▸ **TEXT EXCERPT**:
━━━━━━━━━━━━━━━━━━━━━━━━━━━━━━
TABLE 2. Summary of datasets used for nowcasting for Vis <1 km and Vis <10 km.

FIGURE 5

FIGURE 5. The train and test split for the time series of the Vis <10 km data at the 60 min lead time is shown.

2.5 Nowcasting with ML regression

Three types of ML regression models, with increasing levels of model flexibility/parameters (Hastie et al., 2009), were employed to demonstrate the effectiveness of direct nowcasting/forecasting (Elsayed et al., 2021; Hyndman and Athanasopoulos, 2021). The hyperparameters (i.e., regularization level, # of training phases, etc.) used in all three models were chosen based on values that are commonly known to be effective in a high-dimensional setting.

Of the three models used, the least complex method is considered to be SVR. It maps input training feature vectors into a higher dimensional space, in which a linearly separating hyperplane that minimizes the residuals of the data points beyond the margin of the hyperplane is fitted (Smola and Schölkopf, 2004; Hastie et al., 2009; Ho and Lin, 2012). The margin parameter in SVR is similar to that of support vector machines, except that it is adapted for regression rather than classification (Hastie et al., 2009). When the dimensionality of the input data is high, as in our case with either 599 or 719 dimensions, using a linear kernel is very efficient and achieves high accuracy despite not using a complex nonlinear kernel, such as a radial basis function (Fan et al., 2008; Hsu et al., 2021). The SVR is implemented with a high amount L₂ regularization with $λ$ = 0.0001 to account for the high dimensionality of the input data.

Gradient boosting using the least squares loss function (LSB) was the second implemented regression model due to its popularity and ability to achieve a high level of performance for many tasks, particularly for visibility classification and regression (Yu et al., 2021; Kim et al., 2022a; 2022b; Ding et al., 2022; Vorndran et al., 2022). LSB successively fits many weaker regression trees on the residual error (Hastie et al., 2009). The learning rate (the L₂ regularization parameter in boosting) was set to 0.1, the number of learning cycles was 2000, and the weak learner used was a tree.
━━━━━━━━━━━━━━━━━━━━━━━━━━━━━━
▸ **STORED DATA**:
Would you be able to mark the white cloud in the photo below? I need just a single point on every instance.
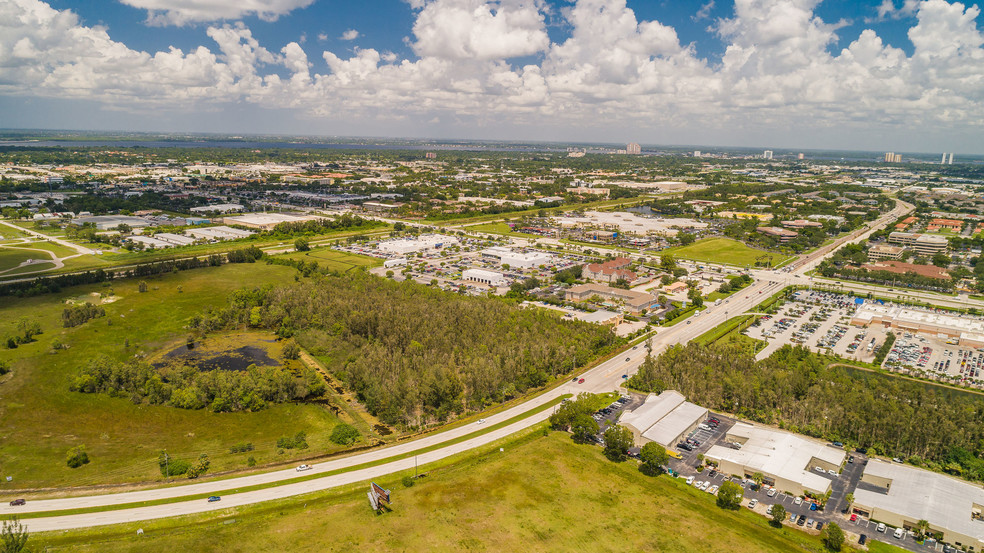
━━━━━━━━━━━━━━━━━━━━━━━━━━━━━━
▸ **SET OF TASKS**:
[1] Please check whether each statement agrees with the visibility nowcasting text above. Answer yes or no for each, and quote the words of the text that decide it.
(a) SVR is regarded as the least complex of the three models.
(b) The SVR relies on a radial basis function kernel.
(c) LSB was run for 2000 learning cycles.
[2] Write the next part of the visibility nowcasting text, starting after its final sentence.

▸ **OUTPUTS**:
[1]
(a) Yes: "Of the three models used, the least complex method is considered to be SVR."
(b) No: "using a linear kernel is very efficient and achieves high accuracy despite not using a complex nonlinear kernel, such as a radial basis function"
(c) Yes: "the number of learning cycles was 2000"

[2]
The most complex model in terms of the parameter space was the DL regression, composed of multiple stacked fully-connected feedforward neural network layers, i.e., a multilayered perceptron (MLP). The hyperparameter setup of the DL model was: 1) loss function as the mean absolute error (MAE); 2) batch normalization applied before the activation layer; 3) activation function of all intermediate hidden layers set to ReLU (Nair and Hinton, 2010); 4) L₂ weight regularization at $λ$ = 0.0001; 5) number of epochs = 40; 6) mini-batch size = 64; 7) ADAM optimizer (Kingma and Ba, 2014); and 8) learning rate of 0.001. The above choice of hyperparameters of the DL model was inspired by (Jha et al., 2019), which demonstrated the key aspects of effective regression using deep neural networks. The hidden layer dimensions of the DL network at the 30 min and 60 min lead times were [256, 128, 64, 32] and [256, 256, 128, 64, 32], respectively. In each model, the final layer is an output node with a dimension 1, which is the regression output at the relevant lead time.

For all 3 ML regression methods, L₂ regularization was used. This is similar to performing ridge regression, which has an additional L₂ regularization term ( $λ \sum_{j} w_{j}^{2}$ ) in the loss function of a linear regression model. The L₂ term in ridge regression and aforementioned ML methods mitigates model weights from dominating each other by constraining the magnitude of the weights, by scaling them using the $λ$ parameter (Hastie et al., 2009). Furthermore, to implement the ML regression models effectively, normalization of data is necessary due to the different scales of the variables. Prior to all regression analyses, z-score normalization was applied to both train and test datasets. However, a critical detail of this procedure is to apply the mean and standard deviation from the training dataset to the test dataset, rather than compute the mean and standard deviation separately (Coates et al., 2011). This is commonly overlooked in many implementations and leads to poor model performance due to the fact that the test data is not in the same feature space as the training data (Coates et al., 2011).

2.6 Nowcasting performance evaluation

Root mean squared error (RMSE) was used to assess the nowcasting performance across all 3 ML models for both Vis thresholds (Vis <1 km and <10 km) and lead times (30 and 60 min), which is calculated as below,

RMSE = \sqrt{\sum_{n}^{1} \frac{{(\hat{Vis} (t) - Vis (t))}^{2}}{n}} (1)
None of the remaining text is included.